-- start --
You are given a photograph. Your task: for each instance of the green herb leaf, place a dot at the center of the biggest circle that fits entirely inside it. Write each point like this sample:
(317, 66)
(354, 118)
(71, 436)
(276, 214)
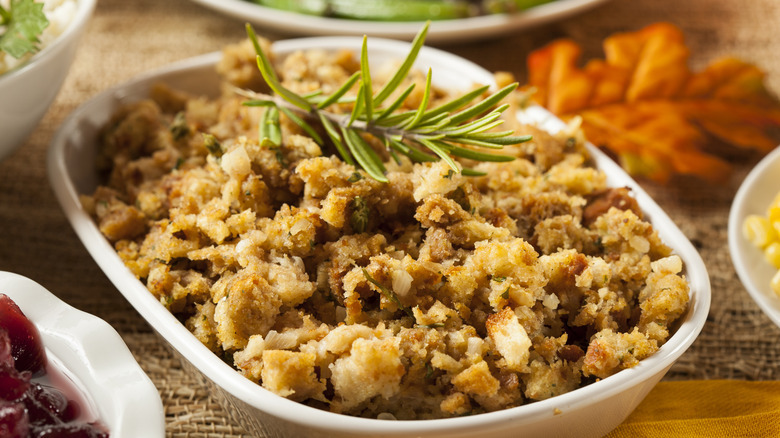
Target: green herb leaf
(457, 128)
(24, 23)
-- end --
What to produce
Convert the entries above into a JSON list of strings with one string per line. Omit blank lines and leave out the pictures.

Finished exercise
[
  "You are given a photograph. Your task: for each instance of the green herb leaf, place a dot at the center of the biggest circle that fits entirely inside it. Write each point like this sample:",
  "(317, 66)",
  "(354, 118)",
  "(71, 436)",
  "(276, 214)",
  "Target: green herb leaf",
  "(457, 128)",
  "(24, 23)"
]